▶ TASK INSTRUCTIONS:
Render every row below as a single numbered list, omitting any blank lines.

▶ Items stored from a collection:
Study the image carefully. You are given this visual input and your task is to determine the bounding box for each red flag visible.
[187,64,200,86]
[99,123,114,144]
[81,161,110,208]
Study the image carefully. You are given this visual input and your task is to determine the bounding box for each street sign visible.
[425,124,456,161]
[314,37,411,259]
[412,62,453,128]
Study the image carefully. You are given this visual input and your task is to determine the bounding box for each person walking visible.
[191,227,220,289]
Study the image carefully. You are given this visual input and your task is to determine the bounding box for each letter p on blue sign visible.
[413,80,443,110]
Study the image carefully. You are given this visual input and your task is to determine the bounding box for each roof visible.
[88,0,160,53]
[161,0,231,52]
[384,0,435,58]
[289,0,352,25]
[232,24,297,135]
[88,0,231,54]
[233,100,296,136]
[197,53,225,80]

▶ FULL SOLUTION:
1. Study the image carefully. You are given this visual input and your task is to determine the bounding box for each red flag visible.
2. [187,64,200,86]
3. [99,123,114,144]
4. [81,161,110,208]
5. Study the image carefully. You are given this visual input and your task is to determine the bounding box for each street sign visible.
6. [425,124,456,161]
7. [314,37,411,259]
8. [412,62,453,128]
9. Study the image carefully. You are given this visual input and your task is to determine the bounding box for each person walking visible.
10. [191,227,220,289]
11. Study the image carefully. You are given this visual input and your task is to determine the bounding box for each letter p on blue sign visible.
12. [413,80,443,110]
13. Study the image carefully. You are given this visual input and your task is to determine the bounding box for each roof visible.
14. [88,0,160,53]
15. [161,0,231,52]
16. [384,0,435,58]
17. [289,0,352,25]
18. [232,24,297,135]
19. [88,0,231,54]
20. [233,100,296,136]
21. [197,53,225,80]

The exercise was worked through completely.